PROVIDED PASSAGE —
------------------------------------------------

Then, 960 Tesla M2090 GPUs based on Nvidia’s Fermi architecture will be added.
In the second phase, which is scheduled for 2012, Oak Ridge will add up to 18,000 more Tesla GPUs based on Fermi’s successor, code-named “Kepler.”
You can get more information on the Titan here.
Snags, Snafus and Scuttlebutt
Work on upgrading Oak Ridge’s supercomputer might run into some problems.
Shipment of the AMD “Interlagos” processors to be used in the upgrade has been delayed, Cray stated. The effect of this delay is not yet clear.
Also, there have been reports that Nvidia’s “Kepler” architecture, which is the successor to “Fermi,” has been pushed back from this year to 2012.
“Kepler products for Tesla servers are on schedule as planned for 2012,” Sumit Gupta, manager of Tesla business at Nvidia, told TechNewsWorld. “We have not yet disclosed when in 2012 these products will ship, however.”
Fighting to Be First
Currently, the fastest supercomputer is Japan’s Fujitsu K computer, which is claimed to be more powerful than the combined strength of the next five supercomputers below it on the list of the world’s top 10.
The Fujitsu K is claimed to be three times faster than China’s Tianhe 1A, which took the top spot in 2010, beating out the Jaguar. The Tianhe 1A is also powered by Nvidia processors.
Three of the five fastest supercomputers in the world are located in Asia, according to a list of the world’s top 500 supercomputers. Two are in Japan — the Fujitsu K and the Tsubame 2.0 — and the other two are China’s Tianhe 1A and Nebulae-Dawning.
Oak Ridge’s Jaguar is third on the list after the Tianhe 1A.
Are nations in a race to top each other in computer power? Is there any practical use to making ever-faster supercomputers?
“The real race is for better science, which leads to innovation and competitive advantage,” Nvidia’s Gupta remarked. “Supercomputers are a tool in this race for faster, more complex simulations that lead to more discoveries and better understanding of physical phenomena.”

------------------------------------------------

ENTRIES SUPPLIED —

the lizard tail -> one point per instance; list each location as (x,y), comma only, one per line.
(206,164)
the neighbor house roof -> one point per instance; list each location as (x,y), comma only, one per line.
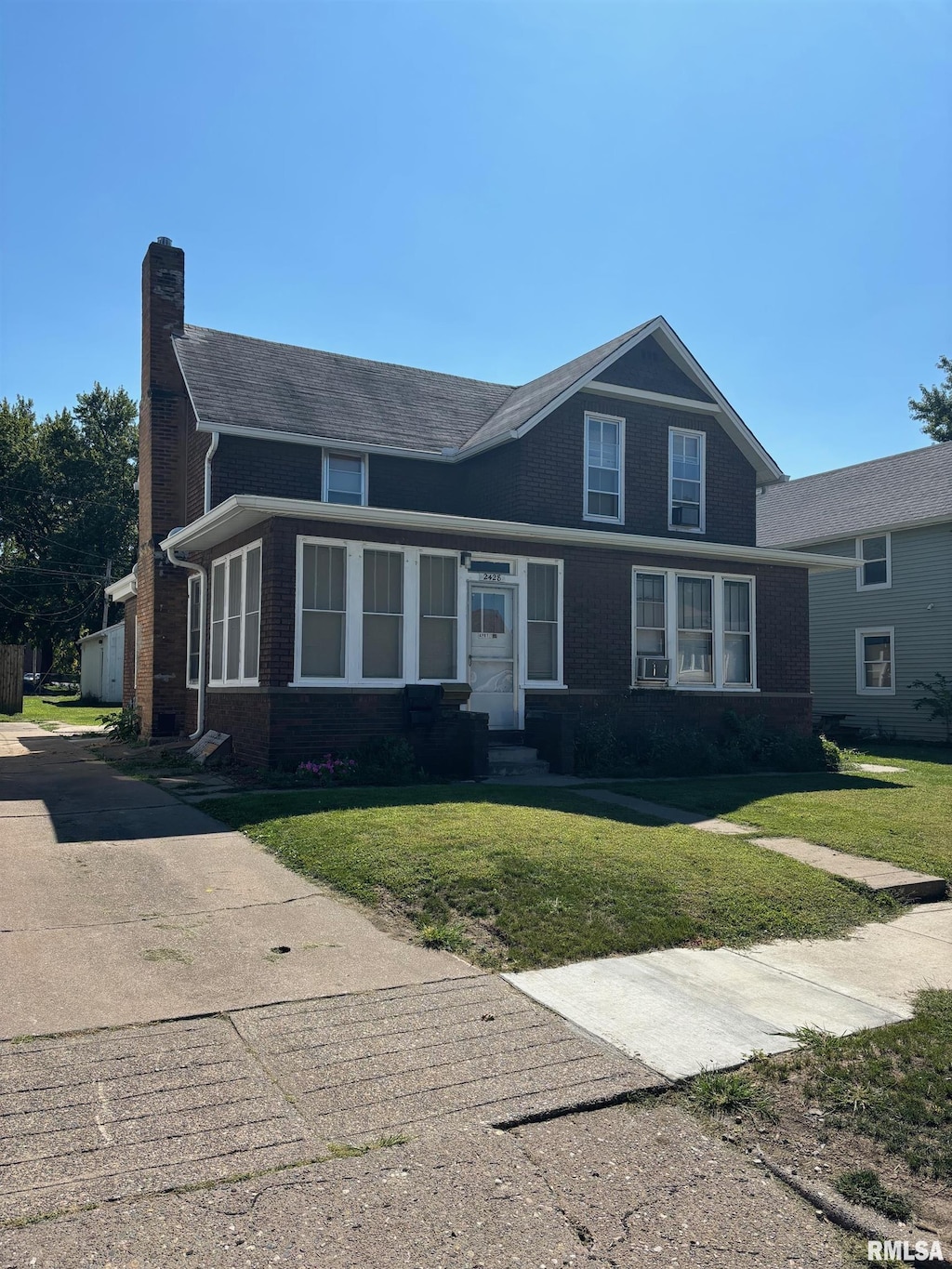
(261,389)
(893,493)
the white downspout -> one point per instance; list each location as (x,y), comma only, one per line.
(204,575)
(208,456)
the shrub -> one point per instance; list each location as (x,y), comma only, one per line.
(124,726)
(329,771)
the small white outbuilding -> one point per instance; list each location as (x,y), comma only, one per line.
(100,664)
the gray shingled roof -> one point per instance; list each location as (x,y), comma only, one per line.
(253,383)
(278,388)
(902,489)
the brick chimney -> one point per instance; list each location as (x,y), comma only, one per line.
(162,599)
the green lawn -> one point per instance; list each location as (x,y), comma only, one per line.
(47,708)
(528,877)
(904,817)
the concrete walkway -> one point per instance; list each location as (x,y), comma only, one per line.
(121,905)
(685,1011)
(879,876)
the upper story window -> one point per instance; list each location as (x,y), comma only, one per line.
(604,463)
(194,631)
(236,617)
(685,480)
(875,573)
(346,479)
(874,661)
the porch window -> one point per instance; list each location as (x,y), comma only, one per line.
(604,455)
(382,615)
(685,483)
(876,569)
(736,633)
(236,605)
(346,479)
(875,656)
(194,629)
(694,629)
(438,615)
(542,622)
(323,615)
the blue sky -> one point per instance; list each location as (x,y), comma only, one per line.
(490,190)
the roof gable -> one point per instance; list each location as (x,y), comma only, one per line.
(238,383)
(900,490)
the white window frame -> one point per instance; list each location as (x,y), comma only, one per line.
(875,631)
(194,584)
(874,585)
(242,681)
(670,599)
(353,615)
(702,499)
(325,472)
(594,416)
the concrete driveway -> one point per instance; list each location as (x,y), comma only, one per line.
(121,905)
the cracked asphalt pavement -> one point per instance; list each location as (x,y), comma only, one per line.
(174,1091)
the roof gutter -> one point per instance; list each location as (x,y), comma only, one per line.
(244,510)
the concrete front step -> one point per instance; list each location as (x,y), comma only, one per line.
(516,760)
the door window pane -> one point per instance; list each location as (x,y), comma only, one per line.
(346,477)
(382,619)
(542,621)
(694,631)
(323,622)
(438,617)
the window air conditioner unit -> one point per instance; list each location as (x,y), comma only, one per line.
(688,515)
(653,669)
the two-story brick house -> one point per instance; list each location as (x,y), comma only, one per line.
(319,532)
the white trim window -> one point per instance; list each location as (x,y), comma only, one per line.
(875,661)
(604,469)
(440,617)
(875,573)
(344,479)
(193,653)
(685,480)
(542,623)
(694,629)
(236,617)
(384,615)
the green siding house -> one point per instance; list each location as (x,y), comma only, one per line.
(874,632)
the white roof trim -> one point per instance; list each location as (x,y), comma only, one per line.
(244,511)
(876,531)
(103,632)
(122,589)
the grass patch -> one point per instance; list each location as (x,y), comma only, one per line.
(899,816)
(890,1084)
(865,1186)
(539,877)
(732,1092)
(54,708)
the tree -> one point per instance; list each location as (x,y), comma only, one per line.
(68,507)
(934,407)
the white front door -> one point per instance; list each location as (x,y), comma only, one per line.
(493,669)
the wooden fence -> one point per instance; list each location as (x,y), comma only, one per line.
(10,678)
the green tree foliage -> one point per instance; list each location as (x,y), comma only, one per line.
(934,407)
(68,504)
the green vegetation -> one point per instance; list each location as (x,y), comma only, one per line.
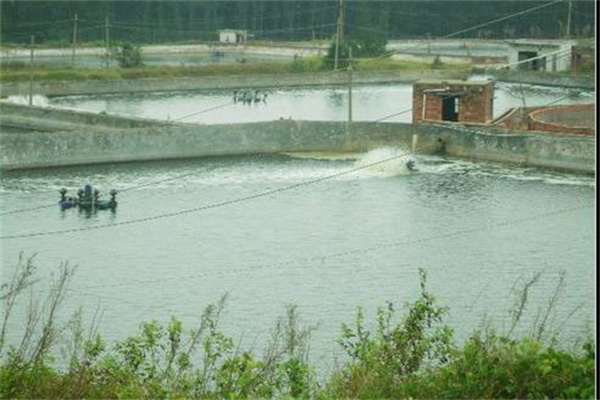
(129,55)
(281,20)
(415,357)
(19,72)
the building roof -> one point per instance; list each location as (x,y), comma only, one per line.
(453,82)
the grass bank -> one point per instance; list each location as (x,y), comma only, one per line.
(409,356)
(21,73)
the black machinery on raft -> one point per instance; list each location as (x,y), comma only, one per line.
(87,198)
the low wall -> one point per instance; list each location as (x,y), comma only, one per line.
(48,118)
(21,150)
(541,78)
(67,88)
(578,118)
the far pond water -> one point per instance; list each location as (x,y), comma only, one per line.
(479,230)
(369,103)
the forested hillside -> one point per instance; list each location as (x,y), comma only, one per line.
(170,21)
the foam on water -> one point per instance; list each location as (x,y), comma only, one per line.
(384,162)
(37,100)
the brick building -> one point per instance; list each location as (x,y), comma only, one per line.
(453,100)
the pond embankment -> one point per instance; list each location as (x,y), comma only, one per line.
(284,80)
(90,138)
(87,87)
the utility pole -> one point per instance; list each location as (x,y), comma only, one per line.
(342,20)
(31,72)
(349,91)
(569,19)
(339,36)
(74,41)
(107,43)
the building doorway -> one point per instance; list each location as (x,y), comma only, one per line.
(533,65)
(450,108)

------------------------------------------------

WHAT NEEDS TO BE DONE —
Reproduce the supercomputer article from "Then, 960 Tesla" up to and including "year to 2012.", swapping "Oak Ridge" for "Oak Ridge National Laboratory" throughout that stretch.

COMPLETED EXERCISE —
Then, 960 Tesla M2090 GPUs based on Nvidia’s Fermi architecture will be added.
In the second phase, which is scheduled for 2012, Oak Ridge National Laboratory will add up to 18,000 more Tesla GPUs based on Fermi’s successor, code-named “Kepler.”
You can get more information on the Titan here.
Snags, Snafus and Scuttlebutt
Work on upgrading Oak Ridge National Laboratory’s supercomputer might run into some problems.
Shipment of the AMD “Interlagos” processors to be used in the upgrade has been delayed, Cray stated. The effect of this delay is not yet clear.
Also, there have been reports that Nvidia’s “Kepler” architecture, which is the successor to “Fermi,” has been pushed back from this year to 2012.